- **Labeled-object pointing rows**
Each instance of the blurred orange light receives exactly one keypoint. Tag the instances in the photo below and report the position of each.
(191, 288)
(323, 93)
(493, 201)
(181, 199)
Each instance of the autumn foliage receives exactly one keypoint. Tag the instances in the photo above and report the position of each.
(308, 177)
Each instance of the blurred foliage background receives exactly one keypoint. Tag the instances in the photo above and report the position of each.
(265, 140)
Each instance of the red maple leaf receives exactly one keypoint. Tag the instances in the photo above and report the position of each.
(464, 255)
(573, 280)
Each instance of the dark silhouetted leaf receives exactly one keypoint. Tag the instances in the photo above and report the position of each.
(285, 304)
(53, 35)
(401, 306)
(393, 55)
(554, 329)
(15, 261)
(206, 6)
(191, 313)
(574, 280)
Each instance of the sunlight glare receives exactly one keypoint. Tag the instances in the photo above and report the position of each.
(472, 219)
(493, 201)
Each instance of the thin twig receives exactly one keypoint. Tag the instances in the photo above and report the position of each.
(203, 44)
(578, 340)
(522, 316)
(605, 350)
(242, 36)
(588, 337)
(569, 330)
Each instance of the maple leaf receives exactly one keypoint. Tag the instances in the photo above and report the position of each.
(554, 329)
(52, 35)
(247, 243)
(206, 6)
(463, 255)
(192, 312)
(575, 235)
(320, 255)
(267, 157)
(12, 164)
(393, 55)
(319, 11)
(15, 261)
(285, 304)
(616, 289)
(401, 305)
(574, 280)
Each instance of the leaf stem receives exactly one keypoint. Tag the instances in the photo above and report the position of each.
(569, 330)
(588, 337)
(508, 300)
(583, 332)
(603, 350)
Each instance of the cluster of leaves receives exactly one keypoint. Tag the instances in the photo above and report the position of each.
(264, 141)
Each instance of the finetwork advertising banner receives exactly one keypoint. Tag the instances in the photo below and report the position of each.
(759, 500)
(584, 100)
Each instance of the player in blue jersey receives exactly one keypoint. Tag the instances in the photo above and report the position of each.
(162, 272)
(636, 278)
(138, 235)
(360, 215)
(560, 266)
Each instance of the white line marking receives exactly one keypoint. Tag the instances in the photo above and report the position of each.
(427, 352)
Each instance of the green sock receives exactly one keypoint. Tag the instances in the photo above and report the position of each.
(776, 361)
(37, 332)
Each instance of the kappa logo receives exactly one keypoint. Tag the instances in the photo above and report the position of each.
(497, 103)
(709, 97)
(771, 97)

- **What you need to do**
Pull out the rows word for word, starting at the line that contains "Each instance of the green" and ending with the last line of the rows.

- **The answer**
Each instance of the green sock receives exactly one keypoint. Tag the instances in the photo above and report the position of each.
(776, 361)
(37, 332)
Each instance of the kappa logo receives exactly one keypoint. Tag the instances in the photo above and report the position of each.
(497, 103)
(709, 97)
(771, 97)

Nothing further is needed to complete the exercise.